WHAT THE EXERCISE ASKS -
Tally every line below where "jersey" appears, then report the total alone.
----------
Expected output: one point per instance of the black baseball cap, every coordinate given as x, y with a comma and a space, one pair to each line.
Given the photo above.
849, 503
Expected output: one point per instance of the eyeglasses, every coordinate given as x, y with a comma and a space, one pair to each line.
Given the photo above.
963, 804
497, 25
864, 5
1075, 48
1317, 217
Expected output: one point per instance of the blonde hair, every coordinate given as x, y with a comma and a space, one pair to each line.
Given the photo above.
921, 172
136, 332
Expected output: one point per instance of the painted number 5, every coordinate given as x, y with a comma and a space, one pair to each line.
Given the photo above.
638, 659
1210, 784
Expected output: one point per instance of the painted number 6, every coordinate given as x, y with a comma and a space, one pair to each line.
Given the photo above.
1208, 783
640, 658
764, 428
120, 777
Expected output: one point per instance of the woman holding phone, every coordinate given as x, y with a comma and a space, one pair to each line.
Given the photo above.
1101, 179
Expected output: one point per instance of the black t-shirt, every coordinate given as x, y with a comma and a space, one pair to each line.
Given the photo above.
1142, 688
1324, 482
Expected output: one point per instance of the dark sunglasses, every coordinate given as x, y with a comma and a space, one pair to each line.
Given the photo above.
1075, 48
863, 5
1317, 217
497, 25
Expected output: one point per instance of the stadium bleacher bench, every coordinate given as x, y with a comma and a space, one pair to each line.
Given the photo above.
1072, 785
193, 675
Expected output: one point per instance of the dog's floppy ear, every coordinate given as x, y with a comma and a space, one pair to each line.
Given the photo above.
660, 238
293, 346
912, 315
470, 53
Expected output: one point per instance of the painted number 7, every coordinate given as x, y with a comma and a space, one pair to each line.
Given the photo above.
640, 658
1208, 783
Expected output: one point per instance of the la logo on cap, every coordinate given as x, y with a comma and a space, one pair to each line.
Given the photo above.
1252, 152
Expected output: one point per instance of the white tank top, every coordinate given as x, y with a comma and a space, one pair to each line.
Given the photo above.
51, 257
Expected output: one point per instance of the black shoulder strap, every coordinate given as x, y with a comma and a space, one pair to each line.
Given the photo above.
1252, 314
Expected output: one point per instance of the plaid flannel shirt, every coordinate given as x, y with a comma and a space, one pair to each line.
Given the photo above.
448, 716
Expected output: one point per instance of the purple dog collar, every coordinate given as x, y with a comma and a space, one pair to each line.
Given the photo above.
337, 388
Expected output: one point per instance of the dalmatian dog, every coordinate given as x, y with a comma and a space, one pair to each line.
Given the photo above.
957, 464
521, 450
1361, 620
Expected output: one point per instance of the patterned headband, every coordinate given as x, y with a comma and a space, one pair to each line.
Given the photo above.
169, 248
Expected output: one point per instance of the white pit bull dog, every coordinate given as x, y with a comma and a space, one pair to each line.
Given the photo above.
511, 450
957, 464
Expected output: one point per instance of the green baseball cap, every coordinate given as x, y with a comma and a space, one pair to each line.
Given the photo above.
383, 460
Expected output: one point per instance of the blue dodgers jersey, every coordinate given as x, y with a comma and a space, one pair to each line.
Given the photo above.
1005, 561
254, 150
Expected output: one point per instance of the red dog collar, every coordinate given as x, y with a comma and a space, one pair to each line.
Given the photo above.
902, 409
----------
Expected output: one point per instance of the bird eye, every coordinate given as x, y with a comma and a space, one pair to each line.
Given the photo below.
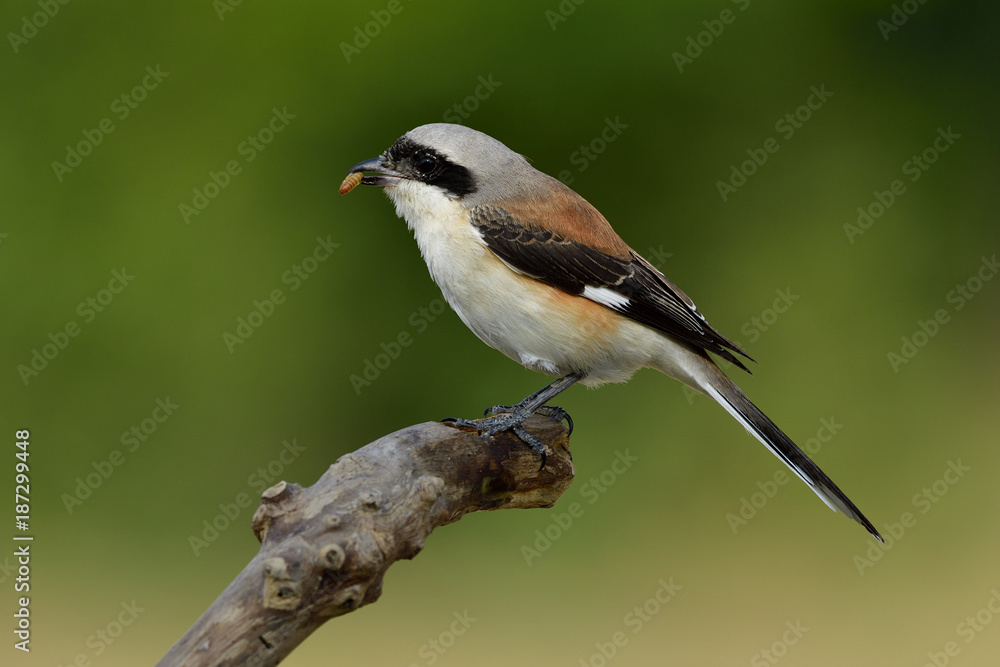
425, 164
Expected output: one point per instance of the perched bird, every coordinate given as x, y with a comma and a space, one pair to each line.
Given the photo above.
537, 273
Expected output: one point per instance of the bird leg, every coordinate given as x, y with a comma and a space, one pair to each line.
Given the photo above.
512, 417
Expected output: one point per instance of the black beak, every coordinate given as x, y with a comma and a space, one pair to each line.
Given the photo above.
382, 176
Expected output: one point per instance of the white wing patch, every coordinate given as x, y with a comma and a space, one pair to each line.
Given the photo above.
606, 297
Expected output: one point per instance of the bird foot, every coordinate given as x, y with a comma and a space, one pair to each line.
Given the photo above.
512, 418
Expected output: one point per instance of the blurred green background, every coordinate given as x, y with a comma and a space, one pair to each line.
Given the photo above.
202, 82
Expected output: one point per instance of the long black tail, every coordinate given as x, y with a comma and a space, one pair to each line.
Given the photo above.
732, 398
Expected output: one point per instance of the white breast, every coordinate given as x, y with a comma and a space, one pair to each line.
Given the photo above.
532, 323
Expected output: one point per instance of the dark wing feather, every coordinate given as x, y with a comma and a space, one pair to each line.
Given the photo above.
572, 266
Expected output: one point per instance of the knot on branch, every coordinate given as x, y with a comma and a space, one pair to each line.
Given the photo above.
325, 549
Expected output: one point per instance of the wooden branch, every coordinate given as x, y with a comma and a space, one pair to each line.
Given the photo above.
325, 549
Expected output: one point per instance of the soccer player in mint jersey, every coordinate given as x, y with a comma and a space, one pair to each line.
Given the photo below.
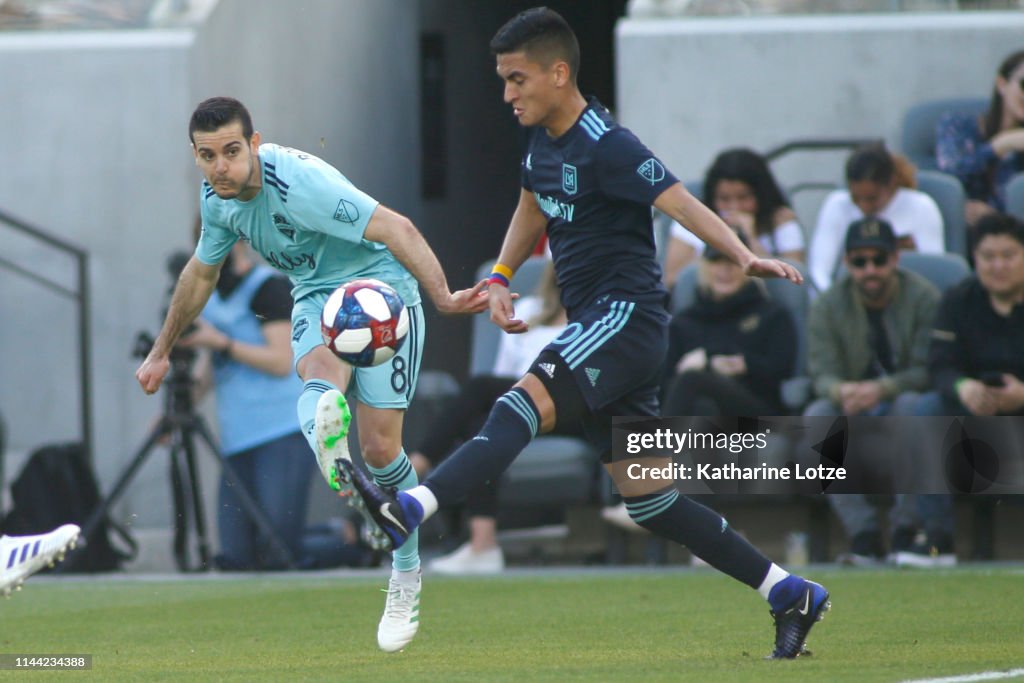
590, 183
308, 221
----------
TASK SOLUTION -
2